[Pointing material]
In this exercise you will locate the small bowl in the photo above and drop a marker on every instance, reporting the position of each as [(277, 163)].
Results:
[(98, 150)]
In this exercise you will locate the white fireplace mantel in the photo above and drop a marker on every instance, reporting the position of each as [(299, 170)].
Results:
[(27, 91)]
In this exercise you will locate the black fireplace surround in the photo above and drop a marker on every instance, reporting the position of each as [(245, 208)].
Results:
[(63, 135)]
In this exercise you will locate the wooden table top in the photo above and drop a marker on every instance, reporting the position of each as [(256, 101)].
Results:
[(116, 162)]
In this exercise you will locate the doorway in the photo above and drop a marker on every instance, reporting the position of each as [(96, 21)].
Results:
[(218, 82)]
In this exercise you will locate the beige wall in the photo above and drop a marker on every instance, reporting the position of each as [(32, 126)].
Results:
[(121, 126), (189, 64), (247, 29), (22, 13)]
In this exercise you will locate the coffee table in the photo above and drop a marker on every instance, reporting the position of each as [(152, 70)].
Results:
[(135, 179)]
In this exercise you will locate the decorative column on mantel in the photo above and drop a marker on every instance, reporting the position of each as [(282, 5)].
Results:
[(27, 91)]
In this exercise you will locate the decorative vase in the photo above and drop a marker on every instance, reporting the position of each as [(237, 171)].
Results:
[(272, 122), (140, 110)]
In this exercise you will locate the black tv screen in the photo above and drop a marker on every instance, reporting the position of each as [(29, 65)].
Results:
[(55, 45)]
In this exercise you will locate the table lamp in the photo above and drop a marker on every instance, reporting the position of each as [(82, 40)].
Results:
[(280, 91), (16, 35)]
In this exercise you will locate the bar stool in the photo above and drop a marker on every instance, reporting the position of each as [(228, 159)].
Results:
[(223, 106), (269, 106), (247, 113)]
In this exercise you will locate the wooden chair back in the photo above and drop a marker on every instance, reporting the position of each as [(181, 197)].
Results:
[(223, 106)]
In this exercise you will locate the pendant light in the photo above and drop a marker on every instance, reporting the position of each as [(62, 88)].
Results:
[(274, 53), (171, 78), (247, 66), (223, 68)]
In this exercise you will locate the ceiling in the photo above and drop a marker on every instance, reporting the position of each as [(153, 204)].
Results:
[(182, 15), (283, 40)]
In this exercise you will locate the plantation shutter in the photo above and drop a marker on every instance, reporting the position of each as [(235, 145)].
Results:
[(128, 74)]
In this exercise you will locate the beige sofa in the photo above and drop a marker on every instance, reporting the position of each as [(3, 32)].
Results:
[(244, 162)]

#### [TASK DESCRIPTION]
Can you rewrite all of the material above, swapping every "drop a marker" for "place a pin" and keeping everything else the same?

#### [IN RESPONSE]
In this exercise you will locate the small bowl in the photo above and place a pin on every instance, reporting the position of each as [(277, 163)].
Results:
[(98, 150)]
In this exercise you will locate the white fireplace mantel in the photo above and place a pin on every instance, reporting the position of each as [(299, 170)].
Results:
[(27, 91)]
In this exercise you will locate the black fireplace surround in the photo above and place a pin on every instance, reporting the position of each as [(245, 208)].
Results:
[(63, 135)]
In this exercise you will locate the wooden table top in the photo above and place a pin on every instance, reporting the position of each as [(256, 101)].
Results:
[(116, 162)]
In this exercise you will locate the doorway in the photo above and place a pin on every instance, reporting the position of each as [(96, 21)].
Results:
[(218, 82)]
In this exercise you will locate the beige wall in the photo above and place a pin on every instance, reporting the position of each as [(32, 126)].
Results:
[(121, 126), (189, 64), (247, 29), (22, 13)]
In this exercise you will locate the coffee table in the photo above and place a pin on every instance, reporting the position of each as [(152, 70)].
Results:
[(135, 179)]
In this exercise you will locate the decorative column on mantel in the photo above and place a pin on every instance, reporting the position of each as [(282, 5)].
Results:
[(27, 91)]
In this exercise you will locate the decorative vase in the photo above and place a pin on every instance, reporting the position of each as [(237, 171)].
Results:
[(272, 122), (140, 110)]
In this exercise you will locate the black tv screen in the photo above and place a pin on every instance, reporting the position of each as [(29, 65)].
Results:
[(55, 45)]
In this exercise you will locate the table lamp in the photo above and place a pin on every instance, reporting the position of each as [(82, 40)].
Results:
[(280, 91), (16, 35)]
In this exercise you will locate the bar stool in the photo above and place a pin on every instance, reporting the position of each as [(228, 159)].
Results:
[(223, 106), (269, 106), (247, 113)]
In this exercise you will locate the wooden chair back in the photo above and place a pin on every instance, reporting the position of each as [(181, 197)].
Results:
[(223, 106)]
In this exercise you will locate the pendant light in the photo above and place a pin on every instance, reporting the position of each as [(62, 88)].
Results:
[(274, 53), (171, 78), (247, 66), (223, 68)]
In this exercise you will locate the ceiling in the photo above and place a pin on every instance, reporting the position of each as [(153, 204)].
Results:
[(182, 15), (283, 40)]
In this exercise you will locate the plantation shutter in the photo above and place a pin on every instance, reporting the position of each as [(235, 145)].
Results:
[(128, 74)]
In this exercise you will locate the beige sofa in the photo above and place a pin on every instance, reporting the position of each as [(3, 32)].
Results:
[(244, 162)]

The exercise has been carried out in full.